(Saved entries)
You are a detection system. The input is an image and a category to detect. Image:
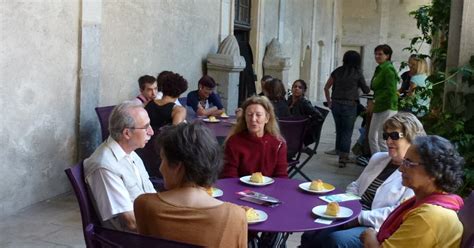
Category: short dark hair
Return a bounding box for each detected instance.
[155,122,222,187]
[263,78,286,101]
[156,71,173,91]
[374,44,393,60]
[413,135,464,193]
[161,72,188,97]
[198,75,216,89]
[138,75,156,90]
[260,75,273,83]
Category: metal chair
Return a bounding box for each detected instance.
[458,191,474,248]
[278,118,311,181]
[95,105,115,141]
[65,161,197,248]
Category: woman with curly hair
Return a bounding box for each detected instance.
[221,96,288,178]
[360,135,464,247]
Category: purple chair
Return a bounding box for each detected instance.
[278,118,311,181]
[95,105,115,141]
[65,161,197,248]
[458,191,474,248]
==
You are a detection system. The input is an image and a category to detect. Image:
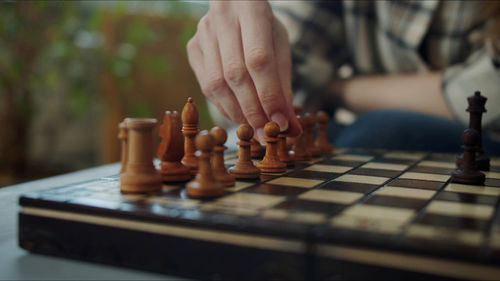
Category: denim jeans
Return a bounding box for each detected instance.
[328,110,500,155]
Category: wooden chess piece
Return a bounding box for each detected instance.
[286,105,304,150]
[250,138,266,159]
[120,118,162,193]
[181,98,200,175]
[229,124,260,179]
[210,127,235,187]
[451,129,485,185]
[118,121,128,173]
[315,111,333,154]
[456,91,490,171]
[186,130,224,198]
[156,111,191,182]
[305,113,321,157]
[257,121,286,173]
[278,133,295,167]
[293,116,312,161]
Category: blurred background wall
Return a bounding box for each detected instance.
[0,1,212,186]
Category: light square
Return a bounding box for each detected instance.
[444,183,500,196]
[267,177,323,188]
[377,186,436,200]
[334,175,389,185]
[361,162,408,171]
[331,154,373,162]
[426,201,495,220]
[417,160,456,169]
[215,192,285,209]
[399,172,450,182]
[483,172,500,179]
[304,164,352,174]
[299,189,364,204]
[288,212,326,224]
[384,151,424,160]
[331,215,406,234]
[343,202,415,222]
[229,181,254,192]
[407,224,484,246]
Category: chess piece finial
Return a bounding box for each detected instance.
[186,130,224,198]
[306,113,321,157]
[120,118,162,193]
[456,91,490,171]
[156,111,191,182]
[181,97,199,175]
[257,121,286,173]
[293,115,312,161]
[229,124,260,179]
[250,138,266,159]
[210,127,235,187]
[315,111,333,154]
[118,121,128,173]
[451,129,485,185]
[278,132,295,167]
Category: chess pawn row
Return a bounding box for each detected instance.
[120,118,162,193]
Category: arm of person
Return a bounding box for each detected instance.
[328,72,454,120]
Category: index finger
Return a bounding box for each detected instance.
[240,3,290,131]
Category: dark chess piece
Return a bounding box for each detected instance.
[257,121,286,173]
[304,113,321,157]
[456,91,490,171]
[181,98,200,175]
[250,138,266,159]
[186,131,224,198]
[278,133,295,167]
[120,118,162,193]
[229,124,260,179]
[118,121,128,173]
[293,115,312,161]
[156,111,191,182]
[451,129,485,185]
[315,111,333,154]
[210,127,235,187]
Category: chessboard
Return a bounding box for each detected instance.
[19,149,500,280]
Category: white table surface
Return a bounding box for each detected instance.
==
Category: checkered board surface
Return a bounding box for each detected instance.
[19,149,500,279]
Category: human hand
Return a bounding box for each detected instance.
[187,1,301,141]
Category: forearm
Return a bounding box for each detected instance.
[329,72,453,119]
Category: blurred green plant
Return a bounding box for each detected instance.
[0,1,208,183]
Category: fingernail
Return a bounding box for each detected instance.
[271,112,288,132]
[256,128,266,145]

## Instruction
Transcribe the lines that begin with the line containing "Category: checkered board surface" and end with the line containing "[256,128,266,145]", with both of those lines included.

## Finished answer
Category: checkered board surface
Return a bounding box for each detected instance.
[19,149,500,279]
Category: human hand
Return a bounding box for each detected instance.
[187,1,301,141]
Category: forearm
Return a bounding box for each detected instance.
[329,72,453,119]
Category: blurred green plant
Return a bounding box for each detected instance.
[0,1,208,183]
Category: fingernail
Return a bounding box for each detected instance.
[271,112,288,132]
[256,128,266,145]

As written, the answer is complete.